(Supplied material)
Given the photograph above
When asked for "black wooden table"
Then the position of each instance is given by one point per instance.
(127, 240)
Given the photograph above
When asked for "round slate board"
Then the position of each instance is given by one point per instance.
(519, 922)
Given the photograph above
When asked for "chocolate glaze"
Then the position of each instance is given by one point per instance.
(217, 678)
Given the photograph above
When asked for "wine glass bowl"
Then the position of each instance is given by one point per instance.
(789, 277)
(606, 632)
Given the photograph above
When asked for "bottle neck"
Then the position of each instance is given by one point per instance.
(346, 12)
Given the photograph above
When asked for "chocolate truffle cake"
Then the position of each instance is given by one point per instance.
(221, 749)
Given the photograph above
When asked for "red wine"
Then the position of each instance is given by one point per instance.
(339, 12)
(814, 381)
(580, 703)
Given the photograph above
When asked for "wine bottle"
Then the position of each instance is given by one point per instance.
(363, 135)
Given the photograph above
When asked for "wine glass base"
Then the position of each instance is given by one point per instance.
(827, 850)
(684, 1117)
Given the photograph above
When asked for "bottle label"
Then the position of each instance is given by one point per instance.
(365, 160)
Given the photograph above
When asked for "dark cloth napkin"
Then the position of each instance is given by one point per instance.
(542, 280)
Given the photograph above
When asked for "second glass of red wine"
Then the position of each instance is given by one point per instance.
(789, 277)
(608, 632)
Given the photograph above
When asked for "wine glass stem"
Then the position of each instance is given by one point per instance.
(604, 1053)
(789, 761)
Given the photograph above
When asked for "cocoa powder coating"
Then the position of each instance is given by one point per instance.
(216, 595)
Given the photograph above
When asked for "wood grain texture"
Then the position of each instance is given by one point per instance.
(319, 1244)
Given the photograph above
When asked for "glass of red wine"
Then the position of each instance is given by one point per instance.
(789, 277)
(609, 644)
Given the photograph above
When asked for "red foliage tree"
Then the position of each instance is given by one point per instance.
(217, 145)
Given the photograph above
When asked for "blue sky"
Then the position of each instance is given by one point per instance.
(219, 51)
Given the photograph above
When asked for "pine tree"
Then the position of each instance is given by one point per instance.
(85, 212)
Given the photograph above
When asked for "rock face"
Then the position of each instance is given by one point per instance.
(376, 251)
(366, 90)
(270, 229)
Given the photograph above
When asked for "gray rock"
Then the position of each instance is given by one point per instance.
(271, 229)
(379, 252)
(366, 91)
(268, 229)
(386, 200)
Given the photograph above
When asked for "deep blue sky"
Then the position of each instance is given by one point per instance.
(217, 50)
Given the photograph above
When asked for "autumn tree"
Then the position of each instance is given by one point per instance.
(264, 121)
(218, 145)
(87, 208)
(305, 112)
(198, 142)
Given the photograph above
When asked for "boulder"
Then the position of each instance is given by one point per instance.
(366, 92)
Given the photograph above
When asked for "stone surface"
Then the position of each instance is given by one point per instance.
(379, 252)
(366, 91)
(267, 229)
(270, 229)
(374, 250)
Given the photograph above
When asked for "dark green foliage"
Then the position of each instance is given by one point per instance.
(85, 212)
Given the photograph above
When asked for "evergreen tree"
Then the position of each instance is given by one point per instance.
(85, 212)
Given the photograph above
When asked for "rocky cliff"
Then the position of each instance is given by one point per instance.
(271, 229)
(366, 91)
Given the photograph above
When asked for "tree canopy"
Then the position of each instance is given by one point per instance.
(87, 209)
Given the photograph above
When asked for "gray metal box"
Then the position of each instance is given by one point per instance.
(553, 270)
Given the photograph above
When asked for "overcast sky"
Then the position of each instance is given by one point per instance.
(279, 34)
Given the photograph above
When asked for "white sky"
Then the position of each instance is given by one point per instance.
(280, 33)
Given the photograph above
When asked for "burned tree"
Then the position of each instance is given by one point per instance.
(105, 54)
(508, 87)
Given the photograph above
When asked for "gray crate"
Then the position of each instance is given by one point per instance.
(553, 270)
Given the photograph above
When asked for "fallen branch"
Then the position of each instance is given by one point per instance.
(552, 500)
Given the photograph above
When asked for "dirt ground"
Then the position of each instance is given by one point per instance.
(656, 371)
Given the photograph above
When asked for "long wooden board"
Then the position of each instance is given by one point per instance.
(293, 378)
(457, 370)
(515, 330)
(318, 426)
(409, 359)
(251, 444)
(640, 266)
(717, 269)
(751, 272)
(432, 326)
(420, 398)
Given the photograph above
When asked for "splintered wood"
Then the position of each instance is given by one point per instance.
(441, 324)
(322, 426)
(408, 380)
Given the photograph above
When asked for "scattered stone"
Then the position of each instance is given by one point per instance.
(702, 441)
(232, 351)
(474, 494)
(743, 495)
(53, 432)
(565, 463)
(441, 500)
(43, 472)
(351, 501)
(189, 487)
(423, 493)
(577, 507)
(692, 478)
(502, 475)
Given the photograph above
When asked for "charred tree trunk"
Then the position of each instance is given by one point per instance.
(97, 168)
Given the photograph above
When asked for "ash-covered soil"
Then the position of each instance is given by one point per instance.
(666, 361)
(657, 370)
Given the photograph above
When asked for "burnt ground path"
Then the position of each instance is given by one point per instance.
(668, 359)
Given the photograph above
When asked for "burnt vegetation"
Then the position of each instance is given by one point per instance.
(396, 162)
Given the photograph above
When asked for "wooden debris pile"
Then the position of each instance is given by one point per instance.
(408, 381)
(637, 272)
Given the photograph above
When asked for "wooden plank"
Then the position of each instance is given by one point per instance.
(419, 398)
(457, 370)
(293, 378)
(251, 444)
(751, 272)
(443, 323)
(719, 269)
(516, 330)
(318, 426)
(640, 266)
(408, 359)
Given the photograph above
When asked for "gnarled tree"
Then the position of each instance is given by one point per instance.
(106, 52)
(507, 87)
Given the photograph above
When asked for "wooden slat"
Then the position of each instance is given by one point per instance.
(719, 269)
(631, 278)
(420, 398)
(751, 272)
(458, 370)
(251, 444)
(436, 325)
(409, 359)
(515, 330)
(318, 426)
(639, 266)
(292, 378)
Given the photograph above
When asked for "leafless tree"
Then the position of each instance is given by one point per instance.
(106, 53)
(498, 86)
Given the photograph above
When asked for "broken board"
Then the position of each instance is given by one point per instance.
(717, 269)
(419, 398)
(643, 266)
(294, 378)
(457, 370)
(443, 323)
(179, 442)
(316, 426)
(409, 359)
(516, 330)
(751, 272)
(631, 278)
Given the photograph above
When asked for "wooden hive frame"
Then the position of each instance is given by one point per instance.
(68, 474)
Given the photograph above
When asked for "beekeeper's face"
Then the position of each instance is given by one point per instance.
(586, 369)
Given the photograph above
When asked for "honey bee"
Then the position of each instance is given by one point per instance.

(Exercise objective)
All of the entries above should be written out again exactly.

(Output of the exercise)
Given the photograph above
When asked for "black wooden table"
Then the position of each instance is given by one point per instance.
(127, 240)
Given the photograph above
When asked for "round slate board"
Then the position of each instance is given by one point per instance.
(519, 922)
Given the photograph above
When asked for "chocolate glaze"
Then the position of each instance is given by one point per instance.
(217, 678)
Given the photograph above
When asked for "wine glass bowl"
Then the position of each instance is given by one point per instance.
(789, 277)
(606, 632)
Given the photograph above
When asked for "bottle neck"
Then the position of each instance is given by one point per instance.
(346, 12)
Given the photograph above
When asked for "chocolate truffle cake"
Then the position of each instance is given by one point per instance.
(221, 749)
Given the photograph above
When asked for "red wine"
Then the position of each instance is given by one point per instance.
(339, 12)
(814, 381)
(580, 703)
Given the photograph above
When asked for "wine bottle"
Then the position of each instance is given by one point per instance.
(363, 135)
Given the photograph above
When asked for "wine glass base"
Then the position of each instance is given by one point per instance.
(827, 850)
(684, 1117)
Given the photograph above
When asked for "bottle label"
Then the position of each instance is given by one point per instance.
(365, 160)
Given the photograph above
When asked for "dark cloth napkin"
Then the position of each instance is given by one point per instance.
(542, 280)
Given the photograph above
When asked for "second glass of red wine"
Then the position of each instance is given by one point per instance.
(789, 277)
(608, 632)
Given the photograph above
When asked for "wine glass stem"
Then the position of each instance is given by one point per instance.
(604, 1053)
(789, 761)
Given the photograph above
When asked for "cocoa powder coating"
Then the position of each instance is given by one point per instance.
(216, 595)
Given the photograph above
When asked for "wood grain texture"
Then the position of each instance is given by one point per instance.
(319, 1244)
Given the photograph above
When asked for "glass of red wine"
Then the position of each instance is given by one point per instance.
(789, 277)
(609, 644)
Given the photograph above
When asked for "red foliage tree"
Then the position of each instance is given by one point per instance.
(217, 145)
Given the photograph above
When asked for "blue sky"
Then the position of each instance is given by one point per instance.
(219, 51)
Given the photograph above
When asked for "pine tree"
Then the position of each instance is given by one point per instance.
(85, 212)
Given the photograph above
When asked for "rock face"
Then the position of each instance is given by one point per instance.
(376, 251)
(366, 90)
(270, 229)
Given the photograph above
When asked for "gray rock"
Then the position of each instance is given by one point per instance.
(271, 229)
(379, 252)
(366, 91)
(268, 229)
(386, 200)
Given the photograph above
When asked for "deep blue sky"
Then the position of each instance is given by one point per instance.
(217, 50)
Given the photograph above
When asked for "autumn tree"
Then the position of each instance is given by one point per instance.
(264, 121)
(218, 145)
(87, 208)
(305, 112)
(198, 142)
Given the photograph above
When asked for "boulder"
Then the position of each instance is given by one point per instance.
(366, 92)
Given the photograph above
When asked for "stone surface"
Then the position of each instance is given by one point per instance.
(379, 252)
(366, 91)
(267, 229)
(270, 229)
(374, 250)
Given the photograph above
When asked for "dark green foliage"
Then the position of each instance is given by one point per instance.
(85, 212)
Given the photograph above
When asked for "evergreen tree"
Then the position of each instance is given by one point per instance.
(85, 212)
Given the photograph above
When asked for "rocky cliff"
Then the position of each instance is given by one point per instance.
(271, 229)
(366, 91)
Given the photograph above
When asked for "tree canopy"
Then the position of each instance is given by one point per instance.
(87, 209)
Given the photograph above
When asked for "gray metal box"
Then the position of each instance is given by one point per instance.
(553, 270)
Given the photograph above
When asked for "overcast sky"
Then the position of each instance is given by one point per instance.
(279, 34)
Given the photograph above
When asked for "white sky"
Then the position of each instance is given by one point per instance.
(280, 33)
Given the photograph above
When asked for "burned tree"
Then the position of each instance is given by one point per instance.
(105, 54)
(508, 87)
Given the photograph above
When asked for "gray crate"
Then the position of each instance is given by one point per instance.
(553, 270)
Given the photograph above
When asked for "fallen branch"
Then the position of each instance is given by one point per instance.
(552, 500)
Given the photograph above
When asked for "dirt ground"
Then the position of each instance is given by one point per instance.
(656, 371)
Given the photograph above
When asked for "long wooden board"
Then the position of each instance is given by one point per instance.
(293, 378)
(457, 370)
(515, 330)
(318, 426)
(409, 359)
(251, 444)
(640, 266)
(717, 269)
(751, 272)
(432, 326)
(420, 398)
Given the photograph above
When asked for "splintered wood"
Then the position of each instance is given by one point per instance.
(441, 324)
(322, 426)
(408, 380)
Given the photograph above
When asked for "scattered stone"
Then the position of each instance is given by one point per instance.
(702, 441)
(232, 351)
(474, 494)
(743, 495)
(53, 432)
(565, 463)
(441, 500)
(43, 472)
(351, 501)
(189, 487)
(423, 493)
(577, 507)
(692, 478)
(502, 475)
Given the photograph above
When asked for "charred tree trunk"
Then the position of each instance is given by one point per instance.
(97, 168)
Given the photograph above
When asked for "ash-covered soil"
Then the position of each instance is given by one point per instance.
(666, 361)
(657, 370)
Given the photograph above
When asked for "burnt ground path"
Then the position of each instance is given by one point per instance.
(668, 359)
Given the photograph above
When asked for "burnt vegetation"
Then the position of each instance is given by one point per instance.
(396, 162)
Given the photograph above
When asked for "wooden debris pile"
Then the position of each instance is given by one point per instance.
(408, 381)
(637, 272)
Given the photograph above
When asked for "wooden plank"
Then the position of each instance is given by one point per instance.
(419, 398)
(457, 370)
(293, 378)
(251, 444)
(751, 272)
(443, 323)
(719, 269)
(516, 330)
(318, 426)
(640, 266)
(408, 359)
Given the photograph above
When asked for "gnarled tree"
Then the position of each instance is given by one point per instance.
(106, 52)
(507, 87)
Given the photograph above
When asked for "wooden slat"
Then the position of each instance is given by one point per instance.
(719, 269)
(631, 278)
(420, 398)
(751, 272)
(458, 370)
(251, 444)
(436, 325)
(409, 359)
(515, 330)
(318, 426)
(639, 266)
(292, 378)
Given the photograph above
When asked for "leafless tree"
Then the position of each instance is given by one point per instance.
(106, 53)
(498, 86)
Given the photograph above
When asked for "broken board"
Then the position of each instance is given by one point per instance.
(717, 269)
(419, 398)
(643, 266)
(294, 378)
(457, 370)
(443, 323)
(179, 442)
(316, 426)
(409, 359)
(516, 330)
(751, 272)
(631, 278)
Given the photograph above
When asked for "wooden hive frame"
Then the position of each instance is given by one point per instance.
(68, 474)
Given the photograph above
When asked for "beekeeper's face"
Then the position of each instance is given by one point per instance.
(586, 369)
Given the photograph above
When asked for "honey bee"
Then the position of each instance is given by one point per instance.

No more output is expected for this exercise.